▸ **Objective**:
Copy every entry word for word. Skip the pictures.

▸ **Coordinate annotation entries**:
========================

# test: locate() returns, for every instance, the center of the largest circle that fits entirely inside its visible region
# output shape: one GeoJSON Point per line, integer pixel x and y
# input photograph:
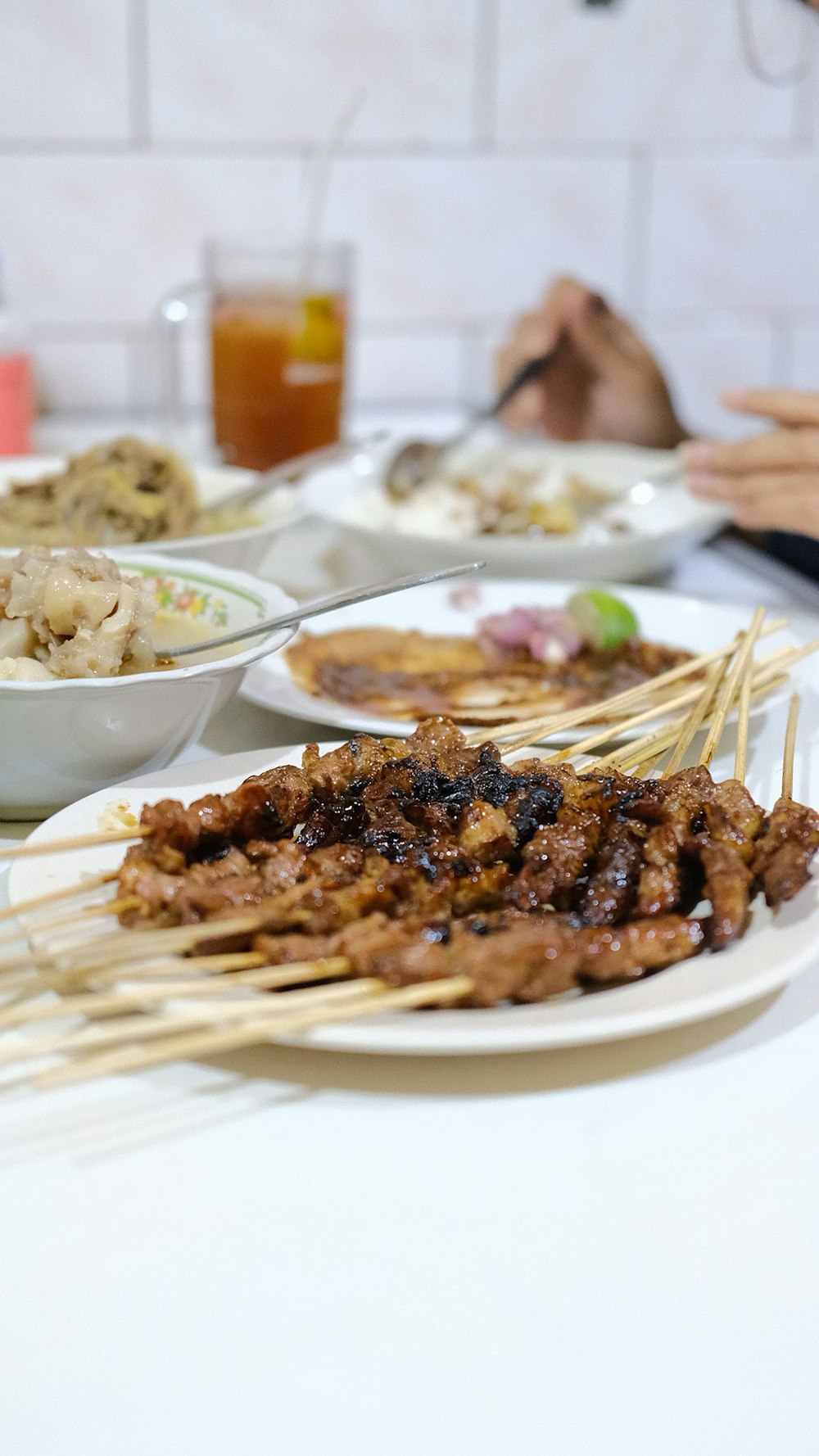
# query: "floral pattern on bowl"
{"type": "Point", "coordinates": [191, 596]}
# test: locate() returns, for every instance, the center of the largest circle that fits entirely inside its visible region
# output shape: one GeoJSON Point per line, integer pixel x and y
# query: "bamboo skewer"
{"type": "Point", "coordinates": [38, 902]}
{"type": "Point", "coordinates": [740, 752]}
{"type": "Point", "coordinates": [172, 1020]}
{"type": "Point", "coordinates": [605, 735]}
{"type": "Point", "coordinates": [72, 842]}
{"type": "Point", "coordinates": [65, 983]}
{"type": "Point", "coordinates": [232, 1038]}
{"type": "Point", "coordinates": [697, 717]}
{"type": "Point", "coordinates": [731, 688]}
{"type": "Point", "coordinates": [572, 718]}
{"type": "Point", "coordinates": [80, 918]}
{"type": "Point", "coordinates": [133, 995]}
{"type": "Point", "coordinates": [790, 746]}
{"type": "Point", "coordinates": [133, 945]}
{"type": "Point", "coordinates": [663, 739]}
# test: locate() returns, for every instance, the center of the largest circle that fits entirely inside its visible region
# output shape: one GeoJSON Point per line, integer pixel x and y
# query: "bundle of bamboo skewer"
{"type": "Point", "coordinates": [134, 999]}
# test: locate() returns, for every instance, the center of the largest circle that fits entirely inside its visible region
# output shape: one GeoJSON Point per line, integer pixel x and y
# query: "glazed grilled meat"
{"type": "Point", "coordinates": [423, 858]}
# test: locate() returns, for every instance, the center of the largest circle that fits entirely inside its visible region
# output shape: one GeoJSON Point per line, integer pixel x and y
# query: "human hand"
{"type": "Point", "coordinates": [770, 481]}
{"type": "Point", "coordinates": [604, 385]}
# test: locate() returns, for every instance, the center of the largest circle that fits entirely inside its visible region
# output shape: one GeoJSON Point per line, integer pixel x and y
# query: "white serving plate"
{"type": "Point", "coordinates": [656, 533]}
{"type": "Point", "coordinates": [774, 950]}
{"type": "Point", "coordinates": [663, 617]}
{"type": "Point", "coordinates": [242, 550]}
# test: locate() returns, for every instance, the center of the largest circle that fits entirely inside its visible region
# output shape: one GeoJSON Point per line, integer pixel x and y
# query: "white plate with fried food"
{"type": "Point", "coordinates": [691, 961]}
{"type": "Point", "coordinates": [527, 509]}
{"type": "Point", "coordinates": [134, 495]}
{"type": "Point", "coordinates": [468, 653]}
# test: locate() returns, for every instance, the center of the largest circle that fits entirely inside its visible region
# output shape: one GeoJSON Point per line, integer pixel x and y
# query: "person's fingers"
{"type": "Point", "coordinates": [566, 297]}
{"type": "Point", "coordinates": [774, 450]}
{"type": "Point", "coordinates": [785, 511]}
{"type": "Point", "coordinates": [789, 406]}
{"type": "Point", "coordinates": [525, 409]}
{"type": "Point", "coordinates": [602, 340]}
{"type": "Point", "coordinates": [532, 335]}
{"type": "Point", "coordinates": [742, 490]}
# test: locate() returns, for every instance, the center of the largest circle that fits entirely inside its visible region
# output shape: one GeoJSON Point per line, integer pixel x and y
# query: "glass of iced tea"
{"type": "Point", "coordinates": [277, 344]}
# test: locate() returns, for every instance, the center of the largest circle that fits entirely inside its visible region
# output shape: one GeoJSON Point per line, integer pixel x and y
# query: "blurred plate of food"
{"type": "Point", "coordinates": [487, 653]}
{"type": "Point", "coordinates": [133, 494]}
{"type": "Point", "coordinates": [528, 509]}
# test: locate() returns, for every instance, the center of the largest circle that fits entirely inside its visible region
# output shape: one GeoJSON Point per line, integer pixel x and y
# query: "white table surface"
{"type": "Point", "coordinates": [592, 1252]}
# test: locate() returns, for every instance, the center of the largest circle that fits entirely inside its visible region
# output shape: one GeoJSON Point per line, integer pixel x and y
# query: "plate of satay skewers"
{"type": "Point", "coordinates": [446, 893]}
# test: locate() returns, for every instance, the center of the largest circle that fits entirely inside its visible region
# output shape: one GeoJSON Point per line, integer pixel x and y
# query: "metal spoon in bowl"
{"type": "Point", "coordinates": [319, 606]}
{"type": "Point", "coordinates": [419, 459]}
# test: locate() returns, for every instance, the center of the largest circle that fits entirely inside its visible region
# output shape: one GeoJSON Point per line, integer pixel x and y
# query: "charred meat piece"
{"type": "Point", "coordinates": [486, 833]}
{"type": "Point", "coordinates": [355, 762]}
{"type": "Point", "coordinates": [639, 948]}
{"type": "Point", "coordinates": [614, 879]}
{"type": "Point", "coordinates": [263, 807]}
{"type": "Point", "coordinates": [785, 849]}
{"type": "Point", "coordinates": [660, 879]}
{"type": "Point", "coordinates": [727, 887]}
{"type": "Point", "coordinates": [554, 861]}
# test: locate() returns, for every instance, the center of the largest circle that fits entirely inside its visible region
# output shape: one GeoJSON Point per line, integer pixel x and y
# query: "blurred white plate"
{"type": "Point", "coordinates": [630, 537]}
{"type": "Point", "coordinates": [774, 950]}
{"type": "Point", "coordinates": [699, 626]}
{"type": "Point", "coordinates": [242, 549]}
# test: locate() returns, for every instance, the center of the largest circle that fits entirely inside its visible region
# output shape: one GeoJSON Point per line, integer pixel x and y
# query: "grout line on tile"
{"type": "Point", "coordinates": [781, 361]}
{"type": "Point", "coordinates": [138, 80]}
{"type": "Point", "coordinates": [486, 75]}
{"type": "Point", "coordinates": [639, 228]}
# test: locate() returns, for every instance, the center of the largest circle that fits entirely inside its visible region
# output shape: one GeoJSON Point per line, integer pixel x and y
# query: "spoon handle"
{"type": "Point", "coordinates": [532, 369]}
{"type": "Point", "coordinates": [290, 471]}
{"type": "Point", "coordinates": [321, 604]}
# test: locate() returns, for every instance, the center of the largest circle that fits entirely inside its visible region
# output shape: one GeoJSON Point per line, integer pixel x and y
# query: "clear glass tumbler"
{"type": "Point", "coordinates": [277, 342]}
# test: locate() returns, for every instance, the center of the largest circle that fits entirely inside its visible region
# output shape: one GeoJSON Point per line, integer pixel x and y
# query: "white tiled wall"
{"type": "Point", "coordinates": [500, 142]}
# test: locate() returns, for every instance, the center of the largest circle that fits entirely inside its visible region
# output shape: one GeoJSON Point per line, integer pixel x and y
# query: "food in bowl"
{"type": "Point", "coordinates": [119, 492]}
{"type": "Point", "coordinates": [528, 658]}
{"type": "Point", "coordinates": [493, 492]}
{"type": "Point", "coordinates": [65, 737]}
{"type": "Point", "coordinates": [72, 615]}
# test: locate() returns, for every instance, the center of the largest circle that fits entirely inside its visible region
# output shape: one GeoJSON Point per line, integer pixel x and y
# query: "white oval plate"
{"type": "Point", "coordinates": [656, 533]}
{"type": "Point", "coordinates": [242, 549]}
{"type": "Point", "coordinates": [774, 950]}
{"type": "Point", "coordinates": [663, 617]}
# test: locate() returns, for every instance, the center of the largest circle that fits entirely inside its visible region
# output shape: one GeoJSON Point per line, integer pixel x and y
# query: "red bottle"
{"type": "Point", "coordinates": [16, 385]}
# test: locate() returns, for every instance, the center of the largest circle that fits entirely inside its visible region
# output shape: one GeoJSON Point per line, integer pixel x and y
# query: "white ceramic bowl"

========================

▸ **Task answer**:
# test: locate() returns, for every instance, the center of the largest circle that fits entirely inside its visible region
# output shape: one GeoJSON Point per line, integer pixel x and y
# input photograph:
# query: "floral pattern on bowl"
{"type": "Point", "coordinates": [191, 596]}
# test: locate() returns, for every instance, the center of the largest circle that fits entirely inside its visible region
# output shape: one GeoJSON Point per line, integer pixel x and y
# query: "bamboo skewer"
{"type": "Point", "coordinates": [38, 902]}
{"type": "Point", "coordinates": [740, 752]}
{"type": "Point", "coordinates": [172, 1020]}
{"type": "Point", "coordinates": [605, 735]}
{"type": "Point", "coordinates": [72, 842]}
{"type": "Point", "coordinates": [65, 983]}
{"type": "Point", "coordinates": [232, 1038]}
{"type": "Point", "coordinates": [697, 717]}
{"type": "Point", "coordinates": [731, 688]}
{"type": "Point", "coordinates": [572, 718]}
{"type": "Point", "coordinates": [80, 918]}
{"type": "Point", "coordinates": [133, 995]}
{"type": "Point", "coordinates": [790, 746]}
{"type": "Point", "coordinates": [133, 945]}
{"type": "Point", "coordinates": [663, 739]}
# test: locate() returns, for every instance, the center of the largest circle that fits entirely inside its visible region
# output shape: one GeoJSON Point per line, integer pixel x and y
# query: "bundle of bamboo skewer"
{"type": "Point", "coordinates": [134, 999]}
# test: locate() returns, for every instance, the center of the largest circle that fits entirely inside its visible region
# output shape: one GeoJSON Point per line, integer pixel x and y
# query: "glazed grilled meat"
{"type": "Point", "coordinates": [423, 858]}
# test: locate() returns, for every instance, the center of the largest circle that fits entirely inside its visible region
# output shape: one GeoJSON Point per line, integer pixel x and y
# query: "human hand"
{"type": "Point", "coordinates": [770, 481]}
{"type": "Point", "coordinates": [604, 385]}
# test: locate() returns, for every instance, the center of the largest circle that fits entirely inside its visible region
# output shape: one GeoJSON Point per line, integer pixel x and y
# query: "white serving plate"
{"type": "Point", "coordinates": [656, 533]}
{"type": "Point", "coordinates": [774, 950]}
{"type": "Point", "coordinates": [663, 617]}
{"type": "Point", "coordinates": [242, 550]}
# test: locate() returns, for every instance, the center of the largest circle that fits entirely inside its visible region
# output shape: one GeoJSON Point per line, integer pixel x and y
# query: "white plate with fried food"
{"type": "Point", "coordinates": [691, 961]}
{"type": "Point", "coordinates": [527, 509]}
{"type": "Point", "coordinates": [134, 495]}
{"type": "Point", "coordinates": [468, 653]}
# test: locate() returns, for every instance, the center of the largest circle that fits entirely inside its visible region
# output shape: one GeoJSON Point per line, integer pixel x and y
# query: "person's fingers"
{"type": "Point", "coordinates": [566, 297]}
{"type": "Point", "coordinates": [774, 450]}
{"type": "Point", "coordinates": [785, 511]}
{"type": "Point", "coordinates": [789, 406]}
{"type": "Point", "coordinates": [525, 409]}
{"type": "Point", "coordinates": [602, 340]}
{"type": "Point", "coordinates": [532, 335]}
{"type": "Point", "coordinates": [742, 490]}
# test: locate() returns, for every instance, the center of the largest circle that fits entirely inside its visible region
# output shape: one GeoJSON Point per line, integer pixel x and y
# query: "glass of iced tea"
{"type": "Point", "coordinates": [277, 344]}
# test: locate() returns, for every instance, the center of the largest circle that fits entirely inside its visible region
# output shape: one GeoJSON Point per line, integer pixel x and y
# query: "blurred plate of food"
{"type": "Point", "coordinates": [487, 653]}
{"type": "Point", "coordinates": [133, 494]}
{"type": "Point", "coordinates": [528, 509]}
# test: locate() returns, for every instance, the center of the largest circle that fits entirely inside its visible region
# output shape: one GeoJSON Point per line, integer pixel x and y
# query: "white table surface"
{"type": "Point", "coordinates": [592, 1252]}
# test: locate() returns, for every instance, the center of the largest circle that fits entirely inside its visible region
# output shape: one GeoJSON Point per line, integer pixel x and y
# query: "plate of satay skewers"
{"type": "Point", "coordinates": [446, 893]}
# test: locate() returns, for every instance, the center of the largest circle that fits entirely inside its visible region
# output shape: one GeoJSON Point per line, integer pixel x and y
# query: "metal spoon in bowl"
{"type": "Point", "coordinates": [319, 606]}
{"type": "Point", "coordinates": [419, 459]}
# test: locate() returns, for every instance, the center of the largest circle that fits entirely inside its visible region
# output shape: one GeoJSON Point per line, integer pixel x and y
# query: "charred meat piece"
{"type": "Point", "coordinates": [486, 833]}
{"type": "Point", "coordinates": [355, 762]}
{"type": "Point", "coordinates": [639, 948]}
{"type": "Point", "coordinates": [614, 879]}
{"type": "Point", "coordinates": [263, 807]}
{"type": "Point", "coordinates": [785, 849]}
{"type": "Point", "coordinates": [660, 879]}
{"type": "Point", "coordinates": [727, 887]}
{"type": "Point", "coordinates": [554, 861]}
# test: locate() returns, for every instance, the center of the largest circle that fits entirely inside its visible region
# output shape: one GeoJSON Point per line, integer pixel x and y
# query: "blurred white plate"
{"type": "Point", "coordinates": [630, 537]}
{"type": "Point", "coordinates": [774, 950]}
{"type": "Point", "coordinates": [699, 626]}
{"type": "Point", "coordinates": [242, 549]}
# test: locate() returns, for every instance, the center of the largest circle that fits entirely inside its visible region
# output shape: one GeoJSON Point per line, integer pixel x and y
# query: "grout line on tile"
{"type": "Point", "coordinates": [781, 361]}
{"type": "Point", "coordinates": [138, 80]}
{"type": "Point", "coordinates": [486, 75]}
{"type": "Point", "coordinates": [639, 228]}
# test: locate() returns, for every instance, the center of the largest circle that fits entirely inside its visible region
# output shape: one GeoJSON Point per line, integer pixel x and y
# query: "spoon handle"
{"type": "Point", "coordinates": [532, 369]}
{"type": "Point", "coordinates": [290, 471]}
{"type": "Point", "coordinates": [321, 604]}
# test: locate() returns, for every instance, the center of the largest circle that fits entirely inside its visible region
# output shape: one GeoJSON Point per line, integer pixel x and y
# query: "clear glass tumbler"
{"type": "Point", "coordinates": [277, 342]}
# test: locate() returns, for every instance, the center of the largest circle that fits entirely inside its visible region
# output shape: one GeoJSON Point per line, integer pixel x and y
# query: "white tiled wall"
{"type": "Point", "coordinates": [500, 142]}
# test: locate() returns, for every instance, the center of the largest circle that fits entirely inside its visible region
# output shape: one GeoJSON Point per line, integer pixel x and y
# query: "food in bowl"
{"type": "Point", "coordinates": [119, 492]}
{"type": "Point", "coordinates": [528, 658]}
{"type": "Point", "coordinates": [493, 492]}
{"type": "Point", "coordinates": [65, 737]}
{"type": "Point", "coordinates": [72, 615]}
# test: locate() returns, for every instance, the center of the largest circle that fits entirely inside its visible region
# output shape: one GeoJSON Point per line, integer pixel x and y
# query: "white oval plate"
{"type": "Point", "coordinates": [656, 533]}
{"type": "Point", "coordinates": [242, 549]}
{"type": "Point", "coordinates": [774, 950]}
{"type": "Point", "coordinates": [663, 617]}
# test: locate() returns, for every instance, the center of the largest circle that fits entirely inside its visible region
# output shape: one GeoJSON Point per line, integer pixel x and y
# query: "red bottle"
{"type": "Point", "coordinates": [16, 385]}
# test: locate() returns, for every instance, the center of the largest circle that fits entirely inside its visible region
# output shape: one GeoJSON Point per line, integer pixel x and y
# query: "white ceramic bowl"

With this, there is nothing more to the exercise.